• [Given data]:
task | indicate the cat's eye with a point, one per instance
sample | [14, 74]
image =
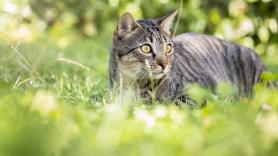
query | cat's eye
[145, 48]
[168, 48]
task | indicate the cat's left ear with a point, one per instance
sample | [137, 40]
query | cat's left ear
[166, 23]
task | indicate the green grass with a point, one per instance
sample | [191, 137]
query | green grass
[54, 101]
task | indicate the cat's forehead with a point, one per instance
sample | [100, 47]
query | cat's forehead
[152, 33]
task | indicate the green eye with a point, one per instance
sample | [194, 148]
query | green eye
[168, 48]
[145, 48]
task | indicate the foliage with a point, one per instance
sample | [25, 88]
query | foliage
[53, 83]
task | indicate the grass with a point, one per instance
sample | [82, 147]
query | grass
[55, 101]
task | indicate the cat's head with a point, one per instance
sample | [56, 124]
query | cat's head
[144, 47]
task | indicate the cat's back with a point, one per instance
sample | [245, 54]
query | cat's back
[210, 60]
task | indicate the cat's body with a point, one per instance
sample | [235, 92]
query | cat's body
[194, 58]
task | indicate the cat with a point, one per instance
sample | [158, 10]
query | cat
[146, 56]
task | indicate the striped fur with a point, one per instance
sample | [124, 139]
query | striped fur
[196, 58]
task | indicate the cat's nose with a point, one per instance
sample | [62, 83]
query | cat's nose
[162, 60]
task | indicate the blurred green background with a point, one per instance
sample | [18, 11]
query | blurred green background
[53, 82]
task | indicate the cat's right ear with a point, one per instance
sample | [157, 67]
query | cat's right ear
[126, 25]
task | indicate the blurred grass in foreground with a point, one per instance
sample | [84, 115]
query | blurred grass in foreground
[54, 99]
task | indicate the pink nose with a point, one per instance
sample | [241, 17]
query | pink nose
[162, 60]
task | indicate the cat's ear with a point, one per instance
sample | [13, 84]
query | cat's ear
[166, 23]
[126, 24]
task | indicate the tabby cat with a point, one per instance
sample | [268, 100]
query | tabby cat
[146, 56]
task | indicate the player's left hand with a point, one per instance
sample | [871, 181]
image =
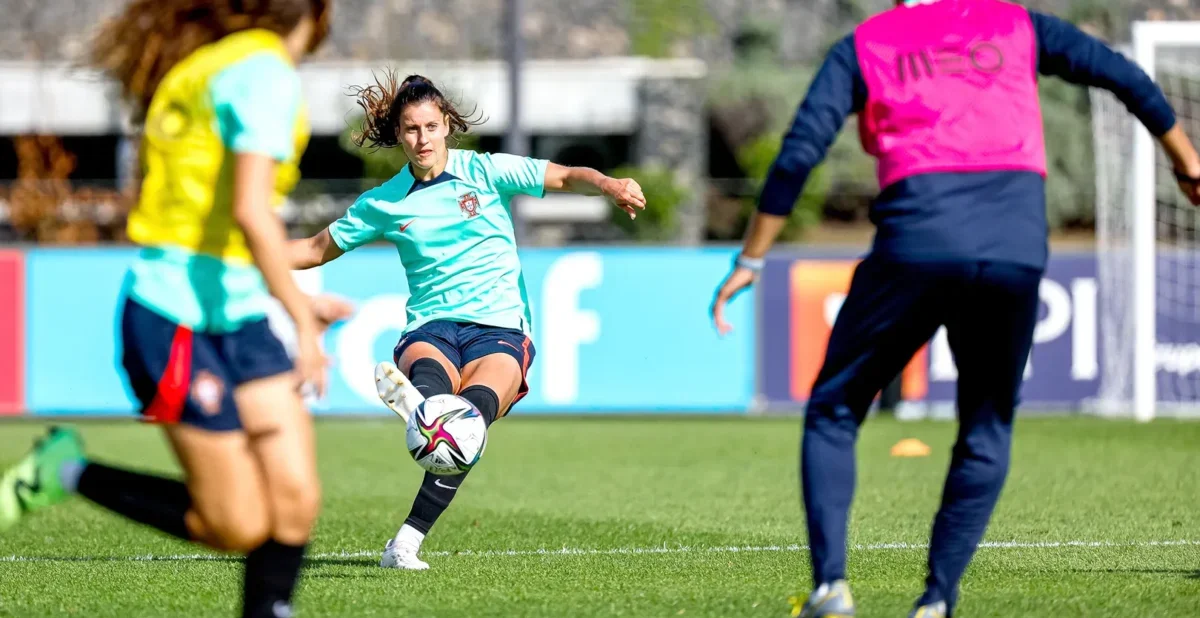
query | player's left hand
[738, 281]
[330, 310]
[627, 193]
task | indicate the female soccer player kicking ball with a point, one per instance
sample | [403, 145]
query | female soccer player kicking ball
[948, 103]
[215, 84]
[448, 215]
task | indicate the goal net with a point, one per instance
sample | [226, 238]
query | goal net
[1149, 241]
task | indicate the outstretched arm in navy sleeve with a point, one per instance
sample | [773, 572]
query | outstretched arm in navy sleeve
[1068, 53]
[837, 93]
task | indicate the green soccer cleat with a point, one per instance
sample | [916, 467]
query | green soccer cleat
[829, 600]
[934, 610]
[34, 484]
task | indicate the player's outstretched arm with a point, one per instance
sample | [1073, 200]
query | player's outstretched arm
[1071, 54]
[1186, 161]
[587, 181]
[837, 91]
[313, 251]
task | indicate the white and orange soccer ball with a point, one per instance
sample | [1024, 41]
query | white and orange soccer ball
[447, 435]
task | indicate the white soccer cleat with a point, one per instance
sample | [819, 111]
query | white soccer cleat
[401, 556]
[394, 389]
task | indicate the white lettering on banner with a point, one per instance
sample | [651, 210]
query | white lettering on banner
[833, 306]
[1085, 363]
[941, 361]
[1075, 311]
[1177, 358]
[565, 327]
[357, 340]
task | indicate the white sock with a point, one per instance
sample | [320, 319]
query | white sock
[409, 535]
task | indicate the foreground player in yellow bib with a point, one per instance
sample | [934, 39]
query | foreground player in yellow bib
[214, 82]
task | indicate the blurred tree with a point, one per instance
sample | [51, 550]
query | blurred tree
[46, 208]
[658, 25]
[1071, 159]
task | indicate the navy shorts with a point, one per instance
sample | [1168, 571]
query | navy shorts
[462, 342]
[180, 376]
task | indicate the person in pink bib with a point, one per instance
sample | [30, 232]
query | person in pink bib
[946, 94]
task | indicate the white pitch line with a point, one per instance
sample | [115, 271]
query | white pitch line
[616, 551]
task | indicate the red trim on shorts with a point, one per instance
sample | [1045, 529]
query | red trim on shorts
[525, 371]
[175, 382]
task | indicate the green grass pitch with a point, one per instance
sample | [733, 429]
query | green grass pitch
[639, 516]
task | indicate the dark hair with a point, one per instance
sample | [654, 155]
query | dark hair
[141, 45]
[385, 101]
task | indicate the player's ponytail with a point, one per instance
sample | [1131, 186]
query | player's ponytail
[142, 43]
[384, 101]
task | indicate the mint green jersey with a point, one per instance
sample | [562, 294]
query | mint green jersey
[454, 235]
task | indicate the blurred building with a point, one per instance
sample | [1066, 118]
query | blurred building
[682, 85]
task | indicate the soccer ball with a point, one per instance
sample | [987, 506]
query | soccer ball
[447, 435]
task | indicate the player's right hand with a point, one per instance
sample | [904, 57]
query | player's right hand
[311, 363]
[1191, 190]
[737, 282]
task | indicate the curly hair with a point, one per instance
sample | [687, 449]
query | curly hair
[385, 101]
[142, 43]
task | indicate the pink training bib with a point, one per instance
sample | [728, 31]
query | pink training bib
[952, 87]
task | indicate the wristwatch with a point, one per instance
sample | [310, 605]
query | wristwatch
[753, 264]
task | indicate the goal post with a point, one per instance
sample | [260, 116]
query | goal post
[1149, 241]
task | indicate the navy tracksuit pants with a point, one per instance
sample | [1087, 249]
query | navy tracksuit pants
[892, 310]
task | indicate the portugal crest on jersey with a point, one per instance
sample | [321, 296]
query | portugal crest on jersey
[469, 204]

• [Goal]: Please copy out all of the lines above word for word, leaving out the pictures.

• [Reply]:
task | indicate the cat's eye with a point, one per instance
sample | [14, 74]
image =
query | cat's eye
[145, 48]
[168, 48]
task | indicate the cat's left ear with a point, one per instance
sample | [137, 40]
query | cat's left ear
[166, 23]
task | indicate the green grass with a point, one per instance
sample | [191, 137]
query | green grass
[54, 101]
task | indicate the cat's forehead with a point, one per instance
sample | [100, 47]
query | cat's forehead
[152, 33]
task | indicate the green eye with a point, one per instance
sample | [194, 148]
query | green eye
[168, 48]
[145, 48]
task | indicate the foliage with a point, one per instance
sample | [25, 88]
query | foliage
[53, 83]
task | indicate the grass with a point, one per instance
sample | [82, 147]
query | grass
[55, 101]
task | indicate the cat's head with a point, one per instance
sample | [56, 124]
query | cat's head
[144, 47]
task | indicate the cat's back with a point, one per instance
sample | [245, 54]
query | cat's back
[210, 60]
task | indicate the cat's body with a point, one per instance
sample | [235, 92]
query | cat's body
[194, 58]
task | indicate the cat with a point, one per instance
sample | [158, 10]
query | cat
[146, 56]
task | indicate the striped fur with a point, one per instance
sample | [124, 139]
query | striped fur
[196, 58]
task | indicate the cat's nose with a point, one per instance
sample | [62, 83]
query | cat's nose
[162, 60]
task | indicate the blurred green background with a point, one per instance
sample | [18, 11]
query | blurred green background
[53, 82]
task | indicate the cat's right ear with a point, one per instance
sample | [157, 67]
query | cat's right ear
[126, 25]
task | indicate the blurred grass in foreground with a point, one per instance
sample | [84, 115]
query | blurred grass in foreground
[54, 99]
task | indicate the pink nose with a point, one per instance
sample | [241, 17]
query | pink nose
[162, 60]
task | indicate the cat's ear with a point, one per instance
sample | [13, 84]
query | cat's ear
[166, 23]
[126, 24]
task | indicate the tabby cat with a point, one per instance
sample | [268, 100]
query | tabby cat
[146, 56]
task | indicate the player's left hand with a point, one per instance
sample | [871, 181]
image =
query | player's left hand
[738, 281]
[330, 310]
[627, 193]
task | indicate the female soccer player kicking ball with a point, one per instance
sample | [403, 145]
query | female soccer player kicking ball
[948, 103]
[215, 84]
[448, 215]
task | indicate the goal net with a point, one per instance
sample | [226, 238]
query | goal net
[1149, 241]
task | indicate the outstretched arm in navy sleeve with a point, one per instance
sample | [773, 572]
query | outstretched arm in navy sleeve
[1068, 53]
[837, 93]
task | indicate the green soccer cleat with a point, one per instance
sample | [916, 467]
query | green soccer cleat
[829, 600]
[934, 610]
[34, 484]
task | indicate the player's outstretched arm with a point, one per instance
sample | [1073, 200]
query | player's outstretched arm
[1071, 54]
[1186, 161]
[587, 181]
[837, 91]
[313, 251]
task | indicate the white and orange soccer ball with a point, one per instance
sample | [1024, 41]
query | white and orange soccer ball
[447, 435]
task | indicate the white soccer cleat with a point, one per instance
sample | [819, 111]
query | white soccer cleat
[401, 556]
[394, 389]
task | indicate the white lettering on banner with a point, one per instance
sample | [651, 210]
query | white lettering on banner
[833, 306]
[1085, 363]
[941, 361]
[1075, 311]
[1177, 358]
[565, 327]
[357, 340]
task | indicate the white sock with a point, one per instance
sample | [320, 319]
query | white sock
[409, 535]
task | indicate the foreground player in yellow bib with a point, one per instance
sample | [934, 39]
query | foreground player in yellow bib
[214, 82]
task | indicate the blurred tree with a point, one per instance
sample | [51, 550]
query | blurred tree
[46, 208]
[658, 25]
[1071, 159]
task | indicate the navy shorts with a point, one per instance
sample | [1168, 571]
query | navy shorts
[462, 342]
[180, 376]
task | indicate the person in pink bib with a point, one per instance
sample | [30, 232]
query | person in pink bib
[946, 94]
task | indicate the white pitch line with a point, one per instance
sample | [115, 271]
query | white pitch line
[616, 551]
task | indicate the red trim on shorts with a point, one per instance
sample | [1045, 529]
query | red trim on shorts
[525, 371]
[175, 382]
task | indicate the green grass pitch with a point, one per instance
sample | [733, 429]
query | green grass pitch
[639, 516]
task | indicate the dark hair with a point, one per instance
sample | [654, 155]
query | dark hair
[141, 45]
[385, 101]
task | indicate the player's ponytail with a point, one per instance
sample | [1131, 186]
query | player's ponytail
[142, 43]
[384, 101]
task | indicate the mint green jersey with a point, one per instance
sample | [562, 294]
query | mint green jersey
[454, 235]
task | indicate the blurred building with a point, one per instance
sample | [1066, 118]
query | blurred building
[682, 85]
task | indicate the soccer ball with a point, one per instance
sample | [987, 506]
query | soccer ball
[447, 435]
task | indicate the player's right hand with a point, one per instance
sample | [904, 57]
query | player's right hand
[311, 363]
[1191, 190]
[737, 282]
task | indicate the curly hair with a point, one per instance
sample | [687, 449]
query | curly hair
[385, 101]
[142, 43]
task | indicate the pink training bib with a point, one per instance
sample | [728, 31]
query | pink training bib
[952, 87]
task | indicate the wristwatch with a point, one per instance
sample | [310, 605]
query | wristwatch
[753, 264]
task | indicate the goal post with a point, one per instance
sample | [260, 116]
query | goal post
[1149, 241]
task | indicate the navy tracksuit pants with a point, one per instance
sample | [1087, 249]
query | navy tracksuit pants
[892, 310]
task | indicate the portugal crest on jersey with a point, one per instance
sample | [321, 296]
query | portugal crest on jersey
[469, 204]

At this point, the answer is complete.